[Prompt 1] According to the euro fund passage, what level did the ECB leave its key interest rate at?
[Prompt 2] Continue the passage about the euro fund and the ECB's outlook from its last sentence.

A euro-related exchange traded fund strengthened Thursday after European Central Bank President Christine Lagarde provided an optimistic outlook on the eurozone’s economic recovery and the bloc’s currency.
The Invesco CurrencyShares Euro Currency Trust (NYSEArca: FXE), which tracks the euro currency against the U.S. dollar, rose 0.1% Thursday while the euro currency gained 0.1% against the U.S. dollar to $1.1814. FXE has increased by 4.6% year-to-date.
ECB President Lagarde said the bank is closely watching the currency, highlighting its recent strength against the greenback, and she adds that the eurozone economy is enjoying a strong rebound after a sharp contraction, the Wall Street Journal reports.
The ECB left its policy mix unchanged while it continues to monitor the impact of Covid-19. Policymakers said they would leave the key interest rate unchanged at minus 0.5% and continue to buy up to 1.35 trillion euros, or $1.59 trillion, in eurozone debt under its emergency bond-buying program.
“Looking ahead, a further sustained recovery remains highly dependent on the evolution of the pandemic and the success of containment policies,” Lagarde said after the policy decision was announced.
Europe’s economic recovery has slowed in recent weeks after an initially strong rebound. Looking ahead, ECB officials are concerned about possible job cuts and corporate bankruptcies later in the year after state subsidies wind down.

[Given entries]
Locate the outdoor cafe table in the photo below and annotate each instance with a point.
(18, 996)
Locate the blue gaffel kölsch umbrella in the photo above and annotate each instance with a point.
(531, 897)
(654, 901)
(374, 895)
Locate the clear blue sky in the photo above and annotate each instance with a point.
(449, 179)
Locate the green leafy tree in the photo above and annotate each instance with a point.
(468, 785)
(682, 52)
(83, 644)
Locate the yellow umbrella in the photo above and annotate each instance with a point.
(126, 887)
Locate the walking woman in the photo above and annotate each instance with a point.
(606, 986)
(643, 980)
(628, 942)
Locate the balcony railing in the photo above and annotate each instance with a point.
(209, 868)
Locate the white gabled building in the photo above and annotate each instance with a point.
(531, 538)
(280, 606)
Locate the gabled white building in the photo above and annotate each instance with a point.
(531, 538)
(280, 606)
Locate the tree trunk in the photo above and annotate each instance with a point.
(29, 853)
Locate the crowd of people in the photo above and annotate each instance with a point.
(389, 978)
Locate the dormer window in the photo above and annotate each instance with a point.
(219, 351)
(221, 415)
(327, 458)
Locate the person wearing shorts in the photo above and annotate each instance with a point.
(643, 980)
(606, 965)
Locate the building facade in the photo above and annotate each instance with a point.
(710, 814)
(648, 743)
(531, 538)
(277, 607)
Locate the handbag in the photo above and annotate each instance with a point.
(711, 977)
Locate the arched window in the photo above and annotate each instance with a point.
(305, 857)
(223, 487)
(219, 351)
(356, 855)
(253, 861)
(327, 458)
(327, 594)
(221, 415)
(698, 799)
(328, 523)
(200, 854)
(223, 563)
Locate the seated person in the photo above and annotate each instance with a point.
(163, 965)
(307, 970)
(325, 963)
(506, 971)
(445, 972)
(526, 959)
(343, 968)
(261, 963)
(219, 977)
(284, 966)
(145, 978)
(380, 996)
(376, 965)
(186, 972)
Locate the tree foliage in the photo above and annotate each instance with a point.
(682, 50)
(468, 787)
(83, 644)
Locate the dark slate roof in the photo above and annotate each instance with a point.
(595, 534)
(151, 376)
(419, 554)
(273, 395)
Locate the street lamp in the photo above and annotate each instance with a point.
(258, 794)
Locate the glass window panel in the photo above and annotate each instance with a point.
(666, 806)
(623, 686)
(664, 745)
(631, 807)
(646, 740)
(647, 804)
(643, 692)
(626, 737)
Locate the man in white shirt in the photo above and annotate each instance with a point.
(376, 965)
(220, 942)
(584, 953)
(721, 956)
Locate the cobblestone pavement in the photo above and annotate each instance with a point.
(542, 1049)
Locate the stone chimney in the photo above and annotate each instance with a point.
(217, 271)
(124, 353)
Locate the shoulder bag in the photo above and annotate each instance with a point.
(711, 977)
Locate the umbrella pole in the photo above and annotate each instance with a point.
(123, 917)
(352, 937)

[Task output 1] Minus 0.5%.

[Task output 2]
The iShares MSCI Eurozone ETF (BATS: EZU) gained 4.9% over the past 3 months but was still down 4.8% year-to-date.
Market observers, though, hope the bank could scale up its monetary stimulus by December, especially after Federal Reserve Chairman Jerome Powell said last month that policymakers are willing to allow inflation to run higher than to further support the labor market, signaling a major policy shift that could allow for interest rates to stay low for years, which would put pressure on the ECB to follow suit.
The euro currency has strengthened against the U.S. dollar in recent months, reflecting investor confidence in the Eurozone recovery and its quick response to the Covid-19 pandemic, compared to the U.S. However, some are worried that the stronger EUR could hurt the region’s export-heavy industries.
“Given that recoveries in the eurozone are often kick-started by net exports, a stronger euro could hamper any recovery going into the second half of the year and beyond,” Carsten Brzeski, an economist with ING Bank, told the WSJ.